- _CHALLENGE_
How many lines of the data below contain the string "porch"? Give only the number.

- _INPUT_

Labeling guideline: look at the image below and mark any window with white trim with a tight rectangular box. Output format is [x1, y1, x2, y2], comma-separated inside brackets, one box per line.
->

--

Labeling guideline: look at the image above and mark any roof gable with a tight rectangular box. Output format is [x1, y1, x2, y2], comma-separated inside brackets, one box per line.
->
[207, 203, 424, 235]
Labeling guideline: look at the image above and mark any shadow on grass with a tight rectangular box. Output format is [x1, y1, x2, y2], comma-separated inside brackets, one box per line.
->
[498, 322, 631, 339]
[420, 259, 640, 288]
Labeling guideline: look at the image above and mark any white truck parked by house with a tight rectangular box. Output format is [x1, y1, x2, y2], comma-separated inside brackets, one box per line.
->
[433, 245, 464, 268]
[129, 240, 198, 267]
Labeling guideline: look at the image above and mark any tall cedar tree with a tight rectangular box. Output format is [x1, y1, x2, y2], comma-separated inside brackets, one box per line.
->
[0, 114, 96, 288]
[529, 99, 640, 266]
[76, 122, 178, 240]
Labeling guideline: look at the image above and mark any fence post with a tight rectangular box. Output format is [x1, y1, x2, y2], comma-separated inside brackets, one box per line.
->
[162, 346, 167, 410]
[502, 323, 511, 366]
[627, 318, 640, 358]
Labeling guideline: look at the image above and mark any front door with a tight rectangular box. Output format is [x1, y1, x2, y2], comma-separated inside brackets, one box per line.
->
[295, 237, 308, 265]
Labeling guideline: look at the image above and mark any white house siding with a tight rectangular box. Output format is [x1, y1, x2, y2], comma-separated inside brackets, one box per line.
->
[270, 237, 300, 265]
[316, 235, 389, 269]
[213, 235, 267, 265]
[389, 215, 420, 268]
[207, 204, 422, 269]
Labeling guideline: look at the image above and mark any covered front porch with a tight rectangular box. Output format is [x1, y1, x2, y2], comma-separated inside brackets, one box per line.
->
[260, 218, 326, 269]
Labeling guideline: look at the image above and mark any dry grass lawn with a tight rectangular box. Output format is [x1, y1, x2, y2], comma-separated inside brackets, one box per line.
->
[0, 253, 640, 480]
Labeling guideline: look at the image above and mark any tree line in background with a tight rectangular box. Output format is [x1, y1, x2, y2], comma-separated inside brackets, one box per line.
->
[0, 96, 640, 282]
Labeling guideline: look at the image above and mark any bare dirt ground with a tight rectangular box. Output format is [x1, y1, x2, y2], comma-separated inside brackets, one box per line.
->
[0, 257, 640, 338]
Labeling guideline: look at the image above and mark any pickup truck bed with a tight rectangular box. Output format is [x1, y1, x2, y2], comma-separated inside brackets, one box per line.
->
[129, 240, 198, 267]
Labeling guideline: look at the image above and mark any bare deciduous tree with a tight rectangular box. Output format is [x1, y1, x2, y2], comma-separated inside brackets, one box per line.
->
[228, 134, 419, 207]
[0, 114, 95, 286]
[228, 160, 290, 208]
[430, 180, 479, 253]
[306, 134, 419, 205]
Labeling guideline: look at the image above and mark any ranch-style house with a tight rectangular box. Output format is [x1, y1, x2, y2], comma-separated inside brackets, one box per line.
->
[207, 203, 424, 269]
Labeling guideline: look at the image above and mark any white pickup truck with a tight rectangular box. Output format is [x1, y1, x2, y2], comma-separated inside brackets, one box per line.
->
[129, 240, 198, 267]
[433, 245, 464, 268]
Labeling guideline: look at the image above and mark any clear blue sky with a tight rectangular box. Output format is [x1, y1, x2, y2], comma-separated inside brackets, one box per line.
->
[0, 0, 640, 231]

==

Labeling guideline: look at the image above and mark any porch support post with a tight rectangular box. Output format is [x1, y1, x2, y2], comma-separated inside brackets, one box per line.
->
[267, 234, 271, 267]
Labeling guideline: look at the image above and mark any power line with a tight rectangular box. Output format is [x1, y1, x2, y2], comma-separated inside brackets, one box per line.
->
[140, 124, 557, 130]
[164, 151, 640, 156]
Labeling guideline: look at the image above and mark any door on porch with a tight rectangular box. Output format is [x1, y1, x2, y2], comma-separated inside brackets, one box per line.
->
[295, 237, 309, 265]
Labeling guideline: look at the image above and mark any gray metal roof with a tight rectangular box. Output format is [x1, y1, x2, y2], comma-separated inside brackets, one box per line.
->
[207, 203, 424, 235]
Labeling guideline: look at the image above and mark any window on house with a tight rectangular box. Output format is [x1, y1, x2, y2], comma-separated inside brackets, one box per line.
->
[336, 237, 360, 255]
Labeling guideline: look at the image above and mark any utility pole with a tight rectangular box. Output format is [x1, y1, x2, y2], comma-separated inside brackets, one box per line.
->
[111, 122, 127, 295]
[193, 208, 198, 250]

- _TASK SOLUTION_
3